__Directions__. Rewrite the data below, replacing every occurrence of "marker" with "pin" and leaving everything else unchanged.

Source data
--- BEGIN ---

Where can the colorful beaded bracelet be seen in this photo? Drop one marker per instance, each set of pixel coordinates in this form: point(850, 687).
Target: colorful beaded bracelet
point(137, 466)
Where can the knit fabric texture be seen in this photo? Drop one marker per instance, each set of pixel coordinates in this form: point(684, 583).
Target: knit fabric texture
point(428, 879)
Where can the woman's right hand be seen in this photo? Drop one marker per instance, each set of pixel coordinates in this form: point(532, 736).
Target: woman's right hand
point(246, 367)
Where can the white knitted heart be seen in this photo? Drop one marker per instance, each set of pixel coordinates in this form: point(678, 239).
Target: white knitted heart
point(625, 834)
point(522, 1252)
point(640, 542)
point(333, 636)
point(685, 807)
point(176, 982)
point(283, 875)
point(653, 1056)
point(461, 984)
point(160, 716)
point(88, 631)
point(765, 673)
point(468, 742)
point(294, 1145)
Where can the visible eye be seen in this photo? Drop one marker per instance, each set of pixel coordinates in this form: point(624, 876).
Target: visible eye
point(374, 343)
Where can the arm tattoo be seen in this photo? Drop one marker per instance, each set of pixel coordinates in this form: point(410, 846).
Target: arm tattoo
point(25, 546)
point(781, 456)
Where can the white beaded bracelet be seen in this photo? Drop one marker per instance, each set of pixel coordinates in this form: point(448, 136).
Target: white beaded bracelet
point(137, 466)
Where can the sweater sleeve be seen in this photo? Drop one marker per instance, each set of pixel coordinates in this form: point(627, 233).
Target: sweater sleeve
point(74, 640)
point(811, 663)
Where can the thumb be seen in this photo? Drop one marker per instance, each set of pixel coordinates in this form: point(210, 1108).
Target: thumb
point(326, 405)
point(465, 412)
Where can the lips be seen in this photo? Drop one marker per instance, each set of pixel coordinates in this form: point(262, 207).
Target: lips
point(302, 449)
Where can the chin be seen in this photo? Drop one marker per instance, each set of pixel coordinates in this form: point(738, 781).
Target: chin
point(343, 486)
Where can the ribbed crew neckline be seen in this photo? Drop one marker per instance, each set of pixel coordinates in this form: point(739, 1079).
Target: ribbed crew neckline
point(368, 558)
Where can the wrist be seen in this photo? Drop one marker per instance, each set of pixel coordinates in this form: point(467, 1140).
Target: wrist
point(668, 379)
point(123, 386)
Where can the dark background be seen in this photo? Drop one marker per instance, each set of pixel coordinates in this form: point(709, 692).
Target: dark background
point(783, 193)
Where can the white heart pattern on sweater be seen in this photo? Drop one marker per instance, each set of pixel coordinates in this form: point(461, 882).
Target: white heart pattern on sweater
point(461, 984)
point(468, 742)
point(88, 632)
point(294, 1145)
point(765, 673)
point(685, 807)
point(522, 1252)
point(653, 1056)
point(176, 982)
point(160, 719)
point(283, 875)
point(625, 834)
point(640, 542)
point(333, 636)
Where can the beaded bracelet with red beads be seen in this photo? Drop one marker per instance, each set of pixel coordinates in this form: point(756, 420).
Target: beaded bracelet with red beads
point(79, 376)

--- END ---

__Finished exercise__.
Where can the colorful beaded bracelet be seen in this photo? Drop one pin per instance, each set of pixel coordinates in this form: point(850, 687).
Target: colorful beaded bracelet
point(137, 466)
Where can the knit fabric texture be seen in this photo? Drop one pin per instance, each set of pixel coordinates in this form: point(684, 583).
Target: knit fabric texture
point(428, 879)
Where can the woman's right hand be seen in this photo? Drop one pin per instance, each set of pixel coordinates in this form: point(532, 736).
Target: woman's right hand
point(246, 367)
Where can the white knitted heart be seen in this photo? Drop one pin per instance, each set of pixel coordinates in this form: point(678, 239).
Target: white knitted heart
point(625, 834)
point(522, 1252)
point(640, 542)
point(333, 636)
point(685, 807)
point(176, 982)
point(283, 875)
point(653, 1056)
point(461, 984)
point(160, 716)
point(88, 631)
point(765, 673)
point(468, 742)
point(294, 1145)
Where can the visible eye be seen in this photo? Drop one pin per instance, each set of pixel coordinates in this form: point(624, 876).
Target: visible eye
point(374, 343)
Where can the arm tattoo be seen in this photo? Drop one pin per instance, each set of pixel coordinates in this form: point(410, 846).
Target: arm tattoo
point(25, 546)
point(781, 456)
Where can the white beaded bracelet be seen in this photo? Drop one pin per instance, each set of pixel coordinates in this form: point(448, 136).
Target: white beaded bracelet
point(137, 466)
Where can the sweater sleeve be seen in this photo? Drop one pin per instance, each set of pixel coordinates in this form: point(627, 233).
Target: sweater sleeve
point(74, 640)
point(811, 663)
Where can the thumb be seen in this photo? Drop one pin per instance, each set of pixel coordinates in this form: point(210, 1108).
Target: thumb
point(326, 405)
point(465, 412)
Where can the lips be seen in this photo? Drop one pin per instance, each set of pixel coordinates in this form: point(262, 207).
Target: lips
point(302, 449)
Where can the chin be seen in this photo? Drop one pin per instance, each set of pixel coordinates in this form: point(738, 781).
Target: chin
point(343, 486)
Where can the ribbed crew neckline be seen in this photo? Drop one pin per instance, each set of pixel coordinates in this form: point(739, 1079).
Target: ribbed crew neckline
point(368, 558)
Where can the wrist be seen in this photo? Drop one pin per instance, each set of pixel coordinates in this form: point(467, 1140).
Target: wrist
point(668, 379)
point(123, 386)
Where can the dark background be seen in this photo? Drop one pin per instance, each set of pixel coordinates in this form: point(709, 692).
Target: dark background
point(783, 193)
Where can the white heart pattern on sweater be seen in this photo? Drop one pin per instance, each set of pixel coordinates in this form: point(461, 882).
Target: white heart pattern on sweater
point(461, 984)
point(468, 742)
point(88, 632)
point(294, 1145)
point(765, 673)
point(685, 807)
point(522, 1252)
point(653, 1056)
point(176, 982)
point(160, 719)
point(283, 875)
point(625, 834)
point(640, 542)
point(333, 636)
Where can the beaded bracelet with red beads be seen in this photo? Drop one pin per instance, each set of pixel coordinates in this form: point(756, 420).
Target: beaded bracelet with red beads
point(79, 376)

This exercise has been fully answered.